(Source extract begins)

How One Demolition Contractor Responded to an Emergency Parking Garage Collapse

Gorick Construction Co. Inc. responds to an emergency parking garage collapse at a hospital in Johnson City, NY

The upper deck of a two-level parking garage connected to the United Health Services Wilson Medical Center in Johnson City, NY, collapsed. Multiple vehicles were trapped underneath the caved in upper section; others tottered precariously on the crumbling top level.
The upper deck of a two-level parking garage connected to the United Health Services Wilson Medical Center in Johnson City, NY, collapsed. Multiple vehicles were trapped underneath the caved in upper section; others tottered precariously on the crumbling top level.

By Alex Schlosser

Information from this article was first published in Demolition Magazine and is being reused with permission from the National Demolition Association.

On July 16, 2015, the upper deck of a two-level parking garage connected to the United Health Services Wilson Medical Center in Johnson City, NY, collapsed. Multiple vehicles were trapped underneath the caved in upper section; others tottered precariously on the crumbling top level.

A structural collapse is always an emergency, but in this situation, the possibility of the vehicles being occupied raised the stakes. Broome County Emergency Services immediately knew who to call: NDA member Gorick Construction Co. Inc. “Gorick Construction was called due to our long-standing commitment to provide immediate professional service in these types of situations,” says Alfred Gorick Jr., the company’s president.

Within hours of the collapse, Gorick Construction got to work. Before the emergency medical services personnel could inspect the vehicles to determine no one was trapped, a Gorick crew of between eight and 12 people began installing temporary shoring on the remaining structure to impede further collapse. The medical center’s main IT department was located in the basement underneath the parking garage; if the parking structure continued to fall, it would be a much bigger disaster.

“If the IT department went down, the entire hospital, along with the emergency room, would have to be evacuated,” Gorick says.

The crew also installed shoring in the basement between every column line. “We installed four tractor trailer loads of shoring in the IT department,” Gorick adds. “All men and material had to enter through the existing hospital cafeteria, and shoring had to be taken down a stairway.”

Once the shoring was in place, the Gorick Construction crew began removing the collapsed concrete to allow the EMS personnel to safely inspect the crushed vehicles. Large machines were needed for the primary demolition and vehicle removal, and they had to work from outside the footprint of the collapsed structure so it wouldn’t add weight to the first floor deck and cave it in more.

“We had to continuously inspect and adjust shoring in the basement as we removed concrete and vehicles to make sure it stayed tight to the first floor deck,” Gorick says. “When weight was removed from the deck, it rebounded from the deflection of the weight.”

Once a majority of the concrete and vehicles were removed, mini excavators and skid steers were allowed on the deck to complete the project. After two weeks of “working around the clock,” Gorick says, the project concluded on July 31. The hospital’s operations — even access to the emergency room across the street — were not hindered throughout the process. Most importantly, there was no loss of life and no injuries.

(Source extract ends)

* _Problem set_:
1. According to the article on the parking garage collapse, how many tractor trailer loads of shoring did the crew install in the IT department?
2. The article on the parking garage collapse says the large machines worked from outside the footprint of the collapsed structure. Explain why.
3. From the article on the parking garage collapse, retype the passage between "By Alex Schlosser" and "the company’s president.", inclusive.

(Dataset entries begins)

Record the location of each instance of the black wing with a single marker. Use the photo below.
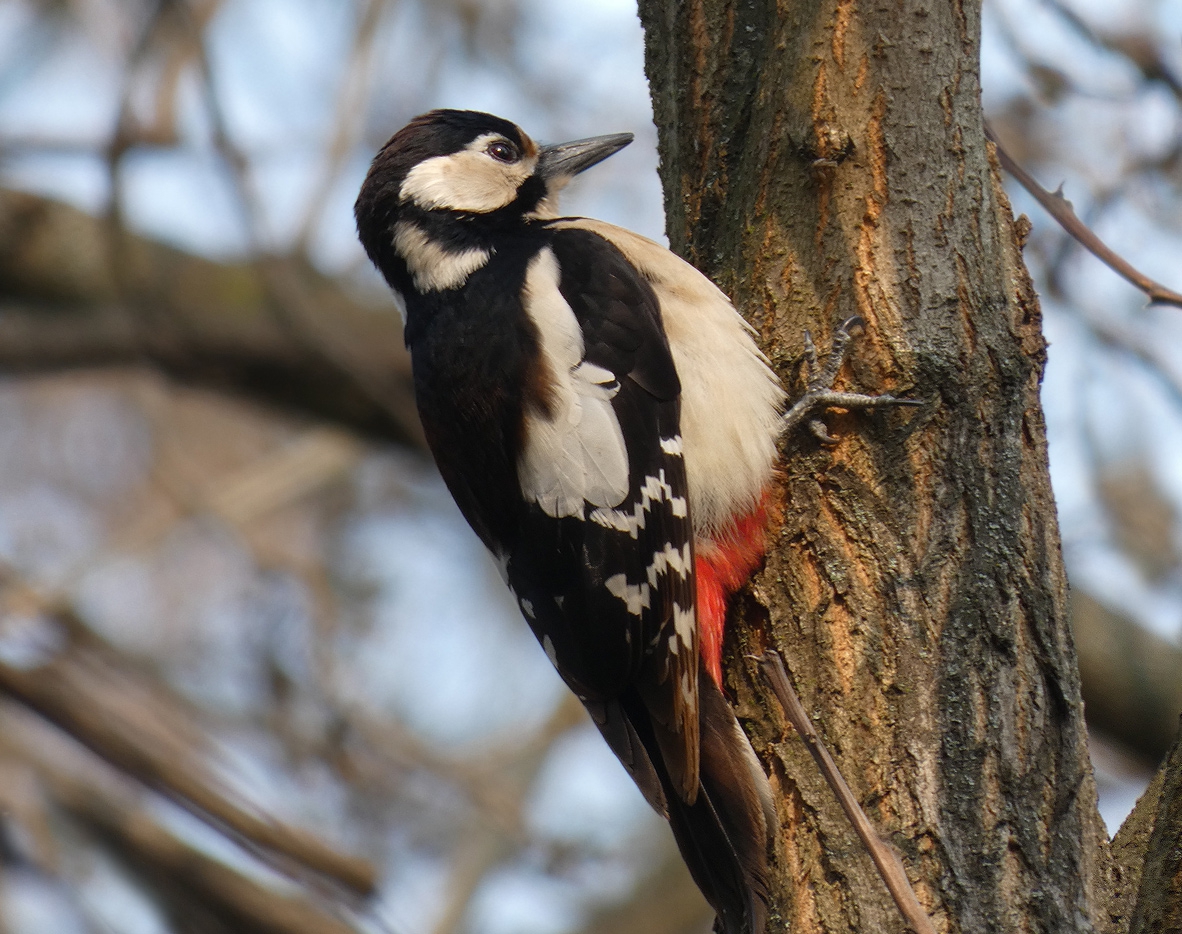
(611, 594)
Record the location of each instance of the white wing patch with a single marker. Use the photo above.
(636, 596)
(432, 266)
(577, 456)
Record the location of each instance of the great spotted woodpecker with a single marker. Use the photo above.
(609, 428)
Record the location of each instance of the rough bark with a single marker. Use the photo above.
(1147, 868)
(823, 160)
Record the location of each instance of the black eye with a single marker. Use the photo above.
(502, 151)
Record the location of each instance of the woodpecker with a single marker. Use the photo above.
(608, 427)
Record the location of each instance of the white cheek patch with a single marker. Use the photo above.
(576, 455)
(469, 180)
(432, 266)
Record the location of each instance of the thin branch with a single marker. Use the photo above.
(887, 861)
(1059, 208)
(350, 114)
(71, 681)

(Dataset entries ends)
(Dataset entries begins)

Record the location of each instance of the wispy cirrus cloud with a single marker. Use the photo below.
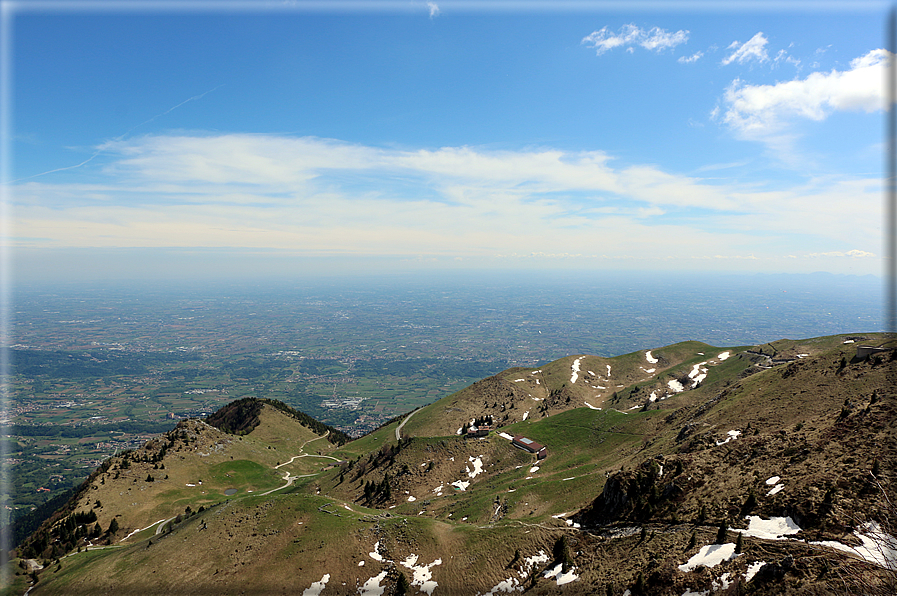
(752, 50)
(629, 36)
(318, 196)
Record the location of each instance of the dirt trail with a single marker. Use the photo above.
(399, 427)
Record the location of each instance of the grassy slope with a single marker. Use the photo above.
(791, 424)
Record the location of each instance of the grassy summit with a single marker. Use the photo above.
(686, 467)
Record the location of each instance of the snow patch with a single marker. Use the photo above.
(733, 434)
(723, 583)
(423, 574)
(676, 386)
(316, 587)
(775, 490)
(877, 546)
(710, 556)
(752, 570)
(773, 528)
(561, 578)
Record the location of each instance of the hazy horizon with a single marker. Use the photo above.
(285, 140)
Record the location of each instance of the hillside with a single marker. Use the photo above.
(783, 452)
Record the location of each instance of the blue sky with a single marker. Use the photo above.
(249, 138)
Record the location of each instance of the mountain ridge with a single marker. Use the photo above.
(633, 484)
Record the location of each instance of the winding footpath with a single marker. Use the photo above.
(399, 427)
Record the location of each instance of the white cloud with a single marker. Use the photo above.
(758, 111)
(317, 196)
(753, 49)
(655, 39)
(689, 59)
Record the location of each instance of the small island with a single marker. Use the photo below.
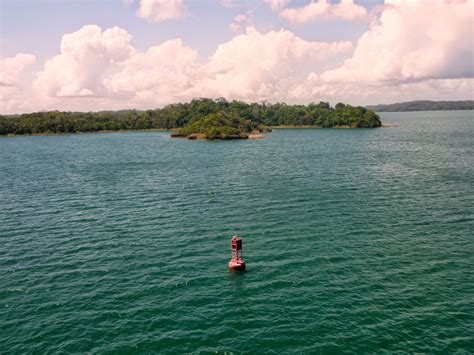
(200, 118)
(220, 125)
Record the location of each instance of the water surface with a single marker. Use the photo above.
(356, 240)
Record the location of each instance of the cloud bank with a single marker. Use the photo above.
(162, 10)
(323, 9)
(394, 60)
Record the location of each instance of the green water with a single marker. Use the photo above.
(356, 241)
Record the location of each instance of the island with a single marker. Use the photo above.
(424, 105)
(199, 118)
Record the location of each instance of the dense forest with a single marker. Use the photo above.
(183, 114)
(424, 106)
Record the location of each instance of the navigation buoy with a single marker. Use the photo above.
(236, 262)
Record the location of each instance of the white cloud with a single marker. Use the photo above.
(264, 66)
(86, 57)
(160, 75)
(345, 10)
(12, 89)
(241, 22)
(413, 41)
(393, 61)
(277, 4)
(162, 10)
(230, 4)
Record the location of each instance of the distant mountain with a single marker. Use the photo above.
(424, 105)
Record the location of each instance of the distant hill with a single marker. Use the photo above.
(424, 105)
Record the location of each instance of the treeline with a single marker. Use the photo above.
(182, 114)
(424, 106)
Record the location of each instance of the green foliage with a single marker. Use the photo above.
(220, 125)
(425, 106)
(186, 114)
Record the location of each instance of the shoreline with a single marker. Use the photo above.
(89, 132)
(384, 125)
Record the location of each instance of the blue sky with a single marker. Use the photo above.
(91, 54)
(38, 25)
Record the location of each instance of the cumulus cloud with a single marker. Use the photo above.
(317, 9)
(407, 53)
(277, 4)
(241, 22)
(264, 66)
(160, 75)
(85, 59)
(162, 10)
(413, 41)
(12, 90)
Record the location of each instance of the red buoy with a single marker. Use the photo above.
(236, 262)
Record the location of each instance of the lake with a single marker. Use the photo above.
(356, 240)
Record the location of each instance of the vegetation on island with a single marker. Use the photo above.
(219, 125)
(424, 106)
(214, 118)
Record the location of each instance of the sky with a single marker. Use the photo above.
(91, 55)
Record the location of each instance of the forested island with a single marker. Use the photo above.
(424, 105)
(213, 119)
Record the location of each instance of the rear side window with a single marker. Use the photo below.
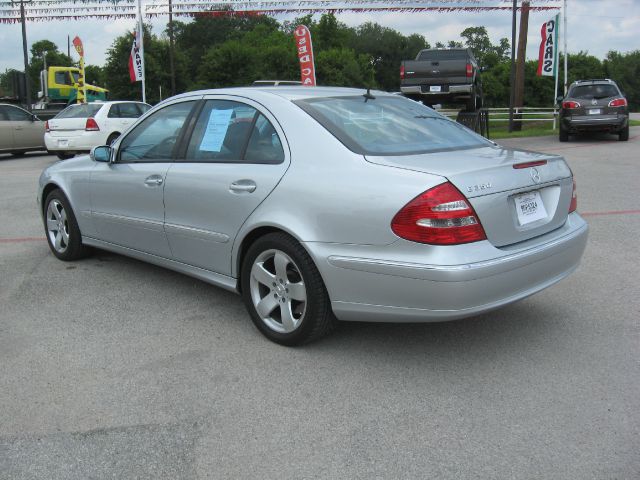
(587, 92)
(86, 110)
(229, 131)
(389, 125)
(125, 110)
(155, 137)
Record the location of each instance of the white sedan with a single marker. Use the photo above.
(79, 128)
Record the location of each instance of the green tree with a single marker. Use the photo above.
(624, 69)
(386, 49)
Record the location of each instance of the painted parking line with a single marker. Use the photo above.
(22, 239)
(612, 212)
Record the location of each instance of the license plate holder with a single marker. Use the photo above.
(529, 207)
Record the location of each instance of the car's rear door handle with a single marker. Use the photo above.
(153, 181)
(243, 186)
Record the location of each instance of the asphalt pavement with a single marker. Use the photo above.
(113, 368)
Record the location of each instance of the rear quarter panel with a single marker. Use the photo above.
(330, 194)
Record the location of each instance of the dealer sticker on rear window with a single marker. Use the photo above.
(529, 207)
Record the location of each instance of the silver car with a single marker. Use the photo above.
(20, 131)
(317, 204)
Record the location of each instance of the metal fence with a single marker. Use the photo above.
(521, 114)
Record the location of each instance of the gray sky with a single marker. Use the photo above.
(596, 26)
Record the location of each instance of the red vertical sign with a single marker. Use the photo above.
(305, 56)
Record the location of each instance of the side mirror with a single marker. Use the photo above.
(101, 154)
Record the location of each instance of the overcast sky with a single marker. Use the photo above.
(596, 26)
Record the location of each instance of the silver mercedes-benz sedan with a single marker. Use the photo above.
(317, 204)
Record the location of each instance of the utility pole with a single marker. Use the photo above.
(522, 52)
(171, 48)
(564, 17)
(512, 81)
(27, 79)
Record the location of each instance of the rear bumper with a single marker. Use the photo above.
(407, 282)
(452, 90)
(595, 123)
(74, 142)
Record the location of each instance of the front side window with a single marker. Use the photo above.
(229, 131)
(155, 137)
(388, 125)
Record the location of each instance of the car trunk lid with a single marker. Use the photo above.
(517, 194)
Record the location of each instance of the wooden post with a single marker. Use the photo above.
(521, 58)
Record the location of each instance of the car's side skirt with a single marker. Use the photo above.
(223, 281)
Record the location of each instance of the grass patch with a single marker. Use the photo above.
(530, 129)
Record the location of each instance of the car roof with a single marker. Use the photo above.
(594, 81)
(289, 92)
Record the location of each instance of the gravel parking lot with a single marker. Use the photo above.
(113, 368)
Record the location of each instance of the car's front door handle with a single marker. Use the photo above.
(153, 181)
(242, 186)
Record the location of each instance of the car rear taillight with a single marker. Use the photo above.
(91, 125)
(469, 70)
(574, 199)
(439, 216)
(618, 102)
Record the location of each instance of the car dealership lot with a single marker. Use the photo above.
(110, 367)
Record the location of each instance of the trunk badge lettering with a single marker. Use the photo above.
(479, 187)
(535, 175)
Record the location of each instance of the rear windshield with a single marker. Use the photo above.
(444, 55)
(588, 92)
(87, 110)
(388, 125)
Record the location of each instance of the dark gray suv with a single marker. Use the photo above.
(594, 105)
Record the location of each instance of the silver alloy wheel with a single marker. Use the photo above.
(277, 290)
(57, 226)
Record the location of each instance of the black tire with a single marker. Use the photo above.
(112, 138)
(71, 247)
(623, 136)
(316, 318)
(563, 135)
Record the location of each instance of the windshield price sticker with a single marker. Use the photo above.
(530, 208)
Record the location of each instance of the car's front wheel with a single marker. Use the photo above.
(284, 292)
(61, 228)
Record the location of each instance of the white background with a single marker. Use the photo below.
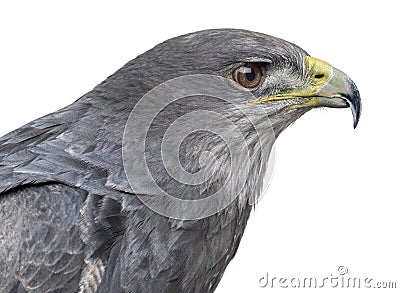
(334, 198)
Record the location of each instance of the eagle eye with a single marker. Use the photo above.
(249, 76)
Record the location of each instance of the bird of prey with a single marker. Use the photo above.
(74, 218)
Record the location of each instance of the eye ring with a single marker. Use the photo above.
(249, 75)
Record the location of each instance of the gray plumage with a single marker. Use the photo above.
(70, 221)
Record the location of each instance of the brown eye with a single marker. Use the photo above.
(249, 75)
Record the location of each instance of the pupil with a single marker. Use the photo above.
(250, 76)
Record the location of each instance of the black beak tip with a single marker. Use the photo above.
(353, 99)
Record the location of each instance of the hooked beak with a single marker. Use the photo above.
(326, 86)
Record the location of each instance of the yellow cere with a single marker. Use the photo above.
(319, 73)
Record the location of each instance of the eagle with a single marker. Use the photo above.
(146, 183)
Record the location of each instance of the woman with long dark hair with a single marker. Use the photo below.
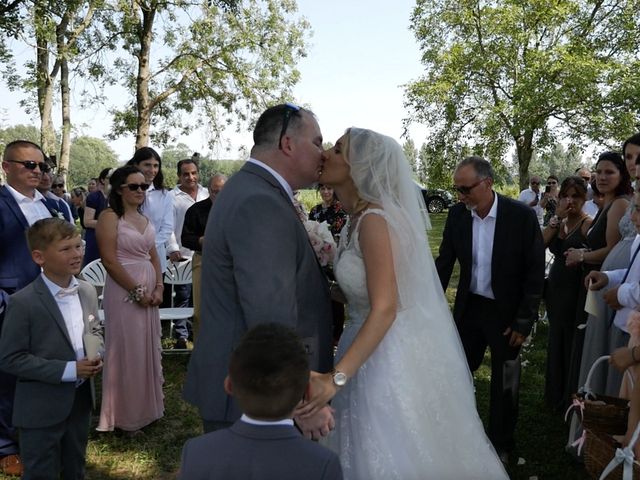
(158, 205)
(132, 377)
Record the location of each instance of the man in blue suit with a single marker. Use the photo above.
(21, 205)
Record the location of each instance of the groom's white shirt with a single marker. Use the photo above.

(Dataset entries ends)

* _Solutions for each task_:
1. Four tractor trailer loads.

2. The large machines worked from outside the footprint so they would not add weight to the first floor deck. Extra weight could have caved the deck in further.

3.
By Alex Schlosser

Information from this article was first published in Demolition Magazine and is being reused with permission from the National Demolition Association.

On July 16, 2015, the upper deck of a two-level parking garage connected to the United Health Services Wilson Medical Center in Johnson City, NY, collapsed. Multiple vehicles were trapped underneath the caved in upper section; others tottered precariously on the crumbling top level.

A structural collapse is always an emergency, but in this situation, the possibility of the vehicles being occupied raised the stakes. Broome County Emergency Services immediately knew who to call: NDA member Gorick Construction Co. Inc. “Gorick Construction was called due to our long-standing commitment to provide immediate professional service in these types of situations,” says Alfred Gorick Jr., the company’s president.